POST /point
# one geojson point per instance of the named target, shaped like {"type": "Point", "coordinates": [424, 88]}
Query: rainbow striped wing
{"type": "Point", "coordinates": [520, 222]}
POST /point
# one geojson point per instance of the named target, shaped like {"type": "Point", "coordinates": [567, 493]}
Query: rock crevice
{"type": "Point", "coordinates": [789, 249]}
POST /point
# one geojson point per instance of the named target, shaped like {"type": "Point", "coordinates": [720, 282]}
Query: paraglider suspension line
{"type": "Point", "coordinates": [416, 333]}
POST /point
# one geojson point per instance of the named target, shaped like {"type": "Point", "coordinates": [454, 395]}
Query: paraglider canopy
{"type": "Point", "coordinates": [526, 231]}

» **Given exercise**
Reproduce every one of the entries above line for line, without changing a single character.

» **Written response**
POST /point
# one geojson point per instance of the named target, shaped like {"type": "Point", "coordinates": [424, 88]}
Query: rainbow striped wing
{"type": "Point", "coordinates": [520, 222]}
POST /point
# one geojson point per instance of the named target, shaped like {"type": "Point", "coordinates": [567, 493]}
Query: rock crevice
{"type": "Point", "coordinates": [789, 249]}
POST /point
# one geojson point per instance of the named target, shaped like {"type": "Point", "coordinates": [720, 282]}
Query: paraglider suspension line
{"type": "Point", "coordinates": [416, 333]}
POST /point
# one geojson point per instance of the named target, shaped like {"type": "Point", "coordinates": [454, 395]}
Query: paraglider canopy
{"type": "Point", "coordinates": [526, 231]}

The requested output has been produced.